Report how many lines of the material below contain the string "foreground", counting case as significant. Give only the number.

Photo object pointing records
'''

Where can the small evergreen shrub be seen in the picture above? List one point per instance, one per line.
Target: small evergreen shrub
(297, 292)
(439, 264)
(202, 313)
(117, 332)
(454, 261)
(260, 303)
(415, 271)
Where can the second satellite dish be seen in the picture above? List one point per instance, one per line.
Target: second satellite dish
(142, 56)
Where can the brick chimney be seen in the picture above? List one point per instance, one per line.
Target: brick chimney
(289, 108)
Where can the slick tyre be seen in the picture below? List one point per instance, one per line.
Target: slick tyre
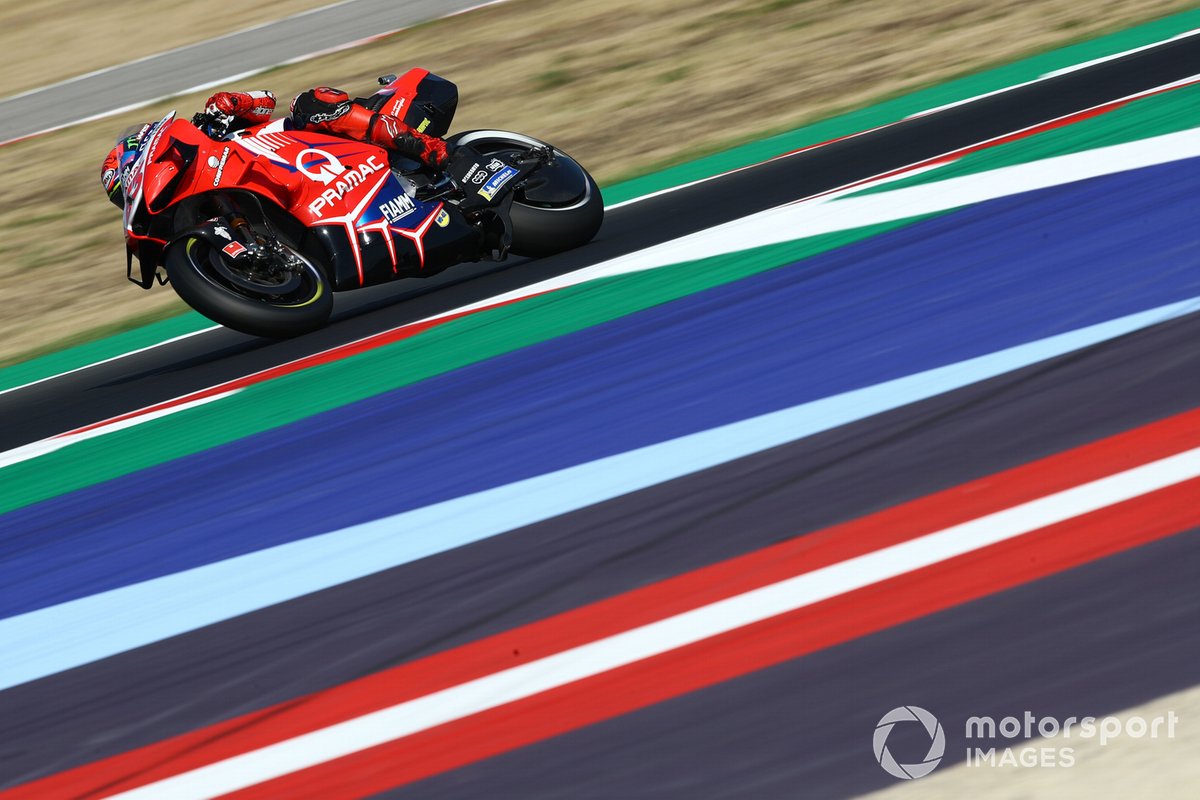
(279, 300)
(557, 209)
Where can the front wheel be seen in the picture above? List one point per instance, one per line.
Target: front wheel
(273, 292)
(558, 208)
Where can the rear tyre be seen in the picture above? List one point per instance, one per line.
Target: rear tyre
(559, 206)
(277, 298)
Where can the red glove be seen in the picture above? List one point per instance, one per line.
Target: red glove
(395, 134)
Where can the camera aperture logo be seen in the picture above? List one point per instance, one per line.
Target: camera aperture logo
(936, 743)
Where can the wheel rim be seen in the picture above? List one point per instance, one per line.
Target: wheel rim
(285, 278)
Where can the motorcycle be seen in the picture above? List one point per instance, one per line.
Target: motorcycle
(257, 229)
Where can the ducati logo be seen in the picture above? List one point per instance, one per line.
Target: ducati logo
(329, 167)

'''
'''

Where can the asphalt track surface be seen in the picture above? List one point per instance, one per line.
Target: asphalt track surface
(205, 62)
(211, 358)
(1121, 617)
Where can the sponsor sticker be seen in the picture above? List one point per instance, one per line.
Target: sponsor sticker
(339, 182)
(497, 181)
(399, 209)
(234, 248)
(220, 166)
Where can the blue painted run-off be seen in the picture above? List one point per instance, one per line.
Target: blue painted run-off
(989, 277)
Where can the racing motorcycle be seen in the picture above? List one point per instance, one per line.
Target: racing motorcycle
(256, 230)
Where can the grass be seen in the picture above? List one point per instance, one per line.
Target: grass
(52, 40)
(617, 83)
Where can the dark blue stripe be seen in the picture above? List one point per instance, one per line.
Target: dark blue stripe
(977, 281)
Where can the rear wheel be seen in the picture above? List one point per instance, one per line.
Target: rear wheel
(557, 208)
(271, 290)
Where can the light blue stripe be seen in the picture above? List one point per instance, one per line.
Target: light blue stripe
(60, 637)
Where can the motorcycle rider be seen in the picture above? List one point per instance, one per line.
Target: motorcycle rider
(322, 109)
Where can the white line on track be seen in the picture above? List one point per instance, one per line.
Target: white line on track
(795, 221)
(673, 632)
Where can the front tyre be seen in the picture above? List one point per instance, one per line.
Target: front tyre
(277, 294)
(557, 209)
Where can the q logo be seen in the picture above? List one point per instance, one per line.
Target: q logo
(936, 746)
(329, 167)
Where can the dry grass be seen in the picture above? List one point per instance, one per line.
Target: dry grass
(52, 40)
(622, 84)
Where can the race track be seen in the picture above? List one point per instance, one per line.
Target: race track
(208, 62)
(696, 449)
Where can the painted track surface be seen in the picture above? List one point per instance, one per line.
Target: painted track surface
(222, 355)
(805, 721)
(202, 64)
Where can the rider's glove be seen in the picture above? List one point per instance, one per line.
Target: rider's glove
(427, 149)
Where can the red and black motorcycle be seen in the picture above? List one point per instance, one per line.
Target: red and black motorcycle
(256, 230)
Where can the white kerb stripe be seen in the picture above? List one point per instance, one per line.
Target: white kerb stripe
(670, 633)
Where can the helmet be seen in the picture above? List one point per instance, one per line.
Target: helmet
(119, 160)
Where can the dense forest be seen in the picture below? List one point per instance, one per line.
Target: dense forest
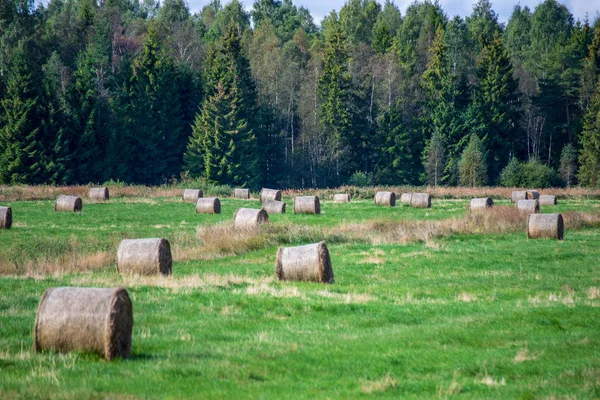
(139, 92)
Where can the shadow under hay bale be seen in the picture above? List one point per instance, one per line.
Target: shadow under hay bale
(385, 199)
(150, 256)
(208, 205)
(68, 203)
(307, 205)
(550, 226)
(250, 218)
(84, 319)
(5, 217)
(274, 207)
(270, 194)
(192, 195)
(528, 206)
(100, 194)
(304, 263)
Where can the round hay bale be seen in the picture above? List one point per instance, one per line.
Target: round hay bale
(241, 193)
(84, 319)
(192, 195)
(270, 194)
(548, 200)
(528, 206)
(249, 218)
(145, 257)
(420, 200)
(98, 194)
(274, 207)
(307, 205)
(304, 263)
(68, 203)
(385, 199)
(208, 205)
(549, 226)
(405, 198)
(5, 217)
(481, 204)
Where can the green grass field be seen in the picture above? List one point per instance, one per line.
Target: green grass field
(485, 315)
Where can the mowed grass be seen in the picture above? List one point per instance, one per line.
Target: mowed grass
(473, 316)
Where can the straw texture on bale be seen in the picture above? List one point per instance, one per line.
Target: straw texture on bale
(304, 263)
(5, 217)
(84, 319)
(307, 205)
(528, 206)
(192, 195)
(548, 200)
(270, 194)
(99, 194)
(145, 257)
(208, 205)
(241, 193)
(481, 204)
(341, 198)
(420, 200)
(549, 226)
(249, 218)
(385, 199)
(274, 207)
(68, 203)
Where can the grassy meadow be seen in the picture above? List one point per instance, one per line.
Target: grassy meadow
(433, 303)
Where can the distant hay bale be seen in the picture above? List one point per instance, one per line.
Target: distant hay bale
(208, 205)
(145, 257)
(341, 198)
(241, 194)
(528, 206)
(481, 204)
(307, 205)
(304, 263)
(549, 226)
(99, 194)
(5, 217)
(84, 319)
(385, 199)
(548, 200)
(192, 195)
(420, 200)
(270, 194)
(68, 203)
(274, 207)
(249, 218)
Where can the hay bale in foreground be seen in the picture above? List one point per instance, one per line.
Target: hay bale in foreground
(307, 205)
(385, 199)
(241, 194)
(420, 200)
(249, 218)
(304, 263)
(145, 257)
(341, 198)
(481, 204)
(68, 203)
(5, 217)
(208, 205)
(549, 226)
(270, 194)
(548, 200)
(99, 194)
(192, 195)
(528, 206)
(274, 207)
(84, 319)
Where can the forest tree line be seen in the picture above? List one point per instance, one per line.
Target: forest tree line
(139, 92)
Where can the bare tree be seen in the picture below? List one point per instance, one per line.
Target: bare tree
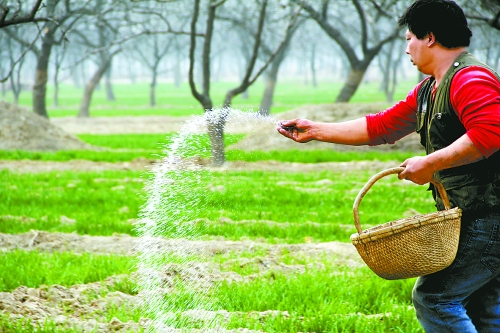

'''

> Solution to this task
2